* START SELECTED EXCERPT *
# Bonnet Creek - 3 BR Presidential



## poleary2000 (Jun 26, 2013)

Hi there.  What are the chances of getting a 3 BR at Bonnet Creek in late March / first week of April?  How many TPUs would be needed?

Thanks!


----------



## chriskre (Jun 26, 2013)

None thru rci. Wyndham doesn't deposit presidential units at bonnet creek to rci yet. 

Sent from my Kindle Fire using Tapatalk 2


----------



## poleary2000 (Jun 26, 2013)

chriskre said:


> None thru rci. Wyndham doesn't deposit presidential units at bonnet creek to rci yet.
> 
> Sent from my Kindle Fire using Tapatalk 2



Booooo.  Thanks!


----------



## chriskre (Jun 26, 2013)

You may get a regular 3 bedroom though.
I think I remember seeing them in rci points.  
The regular rooms are nice too

I am typing this from an rci exchange 2 bedroom on the balcony of tower 6 where many of the presidential reserve units are located.  I actually have a better view this time than I have when I have stayed presidential in this same building in the past. 

The tpus were cheap too. I think only 13 tpus at the time I booked.  Later they doubled.  

Sent from my Kindle Fire using Tapatalk 2


----------



## poleary2000 (Jun 26, 2013)

chriskre said:


> You may get a regular 3 bedroom though.
> I think I remember seeing them in rci points.
> The regular rooms are nice too
> 
> ...
* END SELECTED EXCERPT *
* START RECORDED INFORMATION *
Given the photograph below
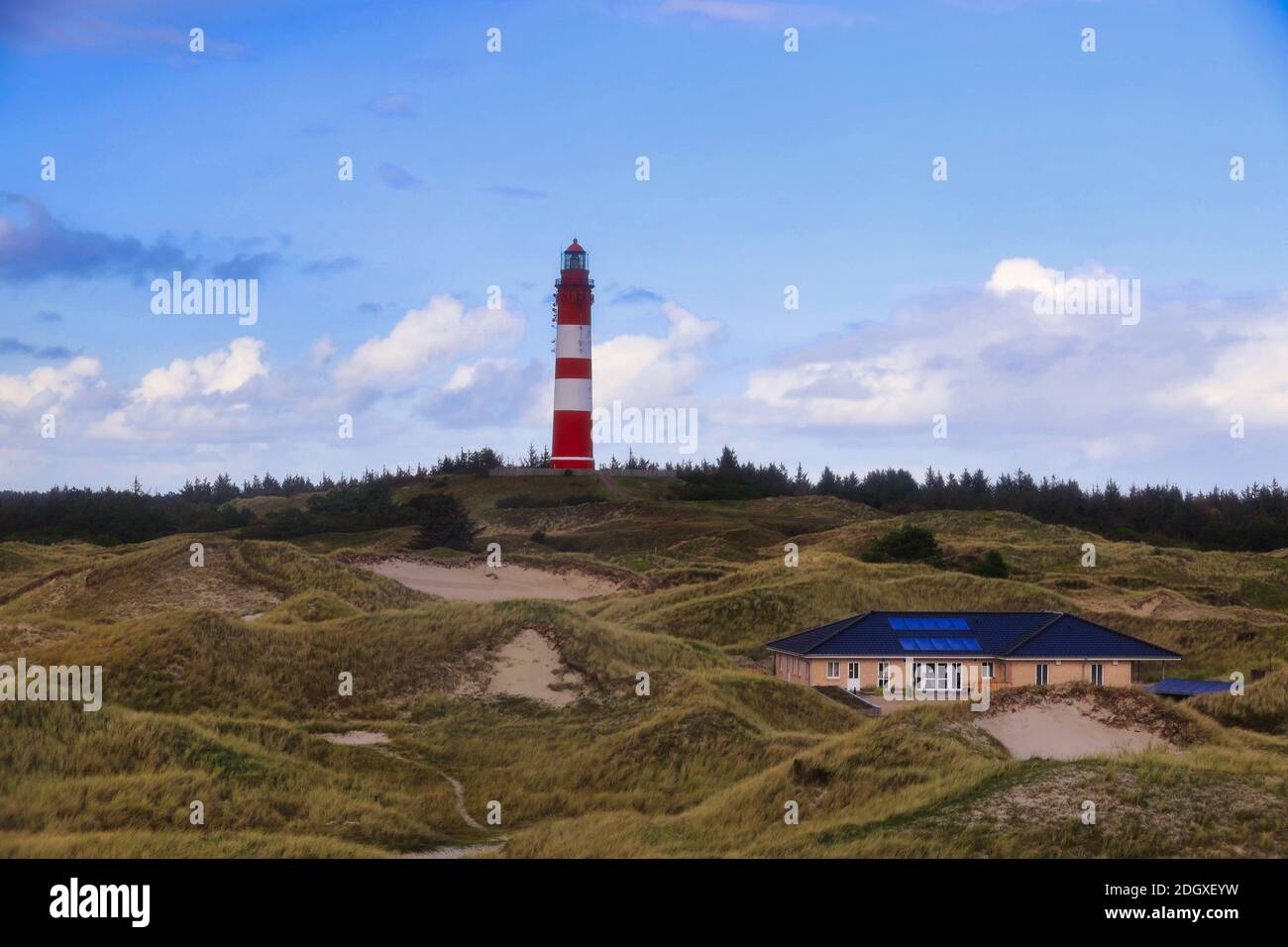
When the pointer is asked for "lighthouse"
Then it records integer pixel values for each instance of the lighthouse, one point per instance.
(575, 292)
* END RECORDED INFORMATION *
#### [WHAT TO WORK ON]
Rewrite the Bonnet Creek thread, starting with "I am typing" and going on through "Later they doubled.", with "balcony" replaced by "terrace".

#### [RESULT OF THE EXERCISE]
I am typing this from an rci exchange 2 bedroom on the terrace of tower 6 where many of the presidential reserve units are located.  I actually have a better view this time than I have when I have stayed presidential in this same building in the past. 

The tpus were cheap too. I think only 13 tpus at the time I booked.  Later they doubled.